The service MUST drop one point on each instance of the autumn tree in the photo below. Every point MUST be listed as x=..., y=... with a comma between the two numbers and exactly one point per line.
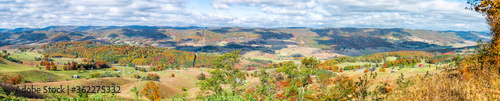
x=152, y=91
x=310, y=62
x=225, y=73
x=489, y=52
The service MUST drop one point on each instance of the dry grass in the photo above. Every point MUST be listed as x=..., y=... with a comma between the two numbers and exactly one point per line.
x=451, y=85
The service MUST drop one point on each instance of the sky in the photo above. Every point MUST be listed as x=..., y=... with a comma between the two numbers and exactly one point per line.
x=410, y=14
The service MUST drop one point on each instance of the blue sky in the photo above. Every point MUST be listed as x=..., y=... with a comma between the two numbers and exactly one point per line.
x=411, y=14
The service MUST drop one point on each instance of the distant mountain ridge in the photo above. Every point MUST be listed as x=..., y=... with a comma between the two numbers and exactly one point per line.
x=341, y=39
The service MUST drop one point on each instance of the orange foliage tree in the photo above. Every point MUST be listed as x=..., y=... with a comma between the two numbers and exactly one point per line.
x=152, y=91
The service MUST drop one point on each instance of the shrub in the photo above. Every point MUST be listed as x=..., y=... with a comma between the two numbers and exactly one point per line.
x=54, y=67
x=16, y=80
x=152, y=91
x=4, y=78
x=183, y=89
x=47, y=67
x=201, y=77
x=381, y=70
x=152, y=76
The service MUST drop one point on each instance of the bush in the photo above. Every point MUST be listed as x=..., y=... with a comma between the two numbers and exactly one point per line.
x=13, y=60
x=54, y=67
x=16, y=80
x=201, y=77
x=152, y=91
x=183, y=89
x=152, y=76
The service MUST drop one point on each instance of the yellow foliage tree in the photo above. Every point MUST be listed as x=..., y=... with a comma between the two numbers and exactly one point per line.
x=152, y=91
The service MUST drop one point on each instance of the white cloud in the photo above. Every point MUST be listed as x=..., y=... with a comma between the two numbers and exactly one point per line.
x=415, y=14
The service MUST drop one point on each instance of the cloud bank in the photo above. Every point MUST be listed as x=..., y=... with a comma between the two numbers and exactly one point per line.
x=412, y=14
------------------------------------
→ **Task requirements**
Would you retype every line shown above exactly, leaving the pictures aside?

→ **Answer box**
The service MUST drop one point on each instance of the autumn tree in the photo below. Every point MUST be listed as x=..., y=... with a comma between the two numbers and exactly one point per line.
x=152, y=91
x=310, y=62
x=225, y=73
x=489, y=52
The service MUST drop one point on each instance of the dry grass in the photo above. Every point MUST be listed as x=..., y=... with a comma between the two numbers and exactly one point per line.
x=451, y=85
The service MUST drop one point on each instance of the sky in the photo above. Every point MUST be listed as x=..., y=... with a comma between the two numbers and exactly one point per line.
x=410, y=14
The service MUST drop one point on each instance of the blue sky in the photo above. Every point MUST be listed as x=..., y=... with a comma between the two numbers and exactly one point per line.
x=411, y=14
The service MUST drop one point on each instance of the distant mountain ridge in the photo above. Every point MUST be listed as x=..., y=... with a comma between the two numbers and exactly one point per line.
x=341, y=39
The service MUST drop one point on each instance of the orange foliage tree in the photo above. Every point MUST be listed as x=..., y=... with a comma between the two numbers and exactly one point per line.
x=152, y=91
The service MUST drop one point on each instance of the shrub in the photo above. Every point MUST be listed as x=..., y=... with a comma between the two numbers and exactly one point per line.
x=54, y=67
x=16, y=80
x=152, y=91
x=4, y=78
x=183, y=89
x=47, y=67
x=201, y=77
x=381, y=70
x=152, y=76
The service MUST drop one point on each instance of the bush in the photo above. Every point MUST be listed as x=..., y=... with a comma between the two numbers and exactly one point per line.
x=13, y=60
x=54, y=67
x=16, y=80
x=201, y=77
x=152, y=91
x=183, y=89
x=152, y=76
The service MUST drop one point on each instance of the yellow foliage tree in the photo above. Every point MUST be listed as x=..., y=... with a comma between the two numbers and exactly one point per line.
x=152, y=91
The service MUST drop one point on each instance of the white cloud in the photo above. Every point MUST be listed as x=..., y=... with a comma between the two numbers and exactly one point per line.
x=415, y=14
The service MUST drop one point on each instance of the cloud bank in the photo above. Every point MUST be listed as x=..., y=... with a comma between the two numbers and exactly one point per line.
x=412, y=14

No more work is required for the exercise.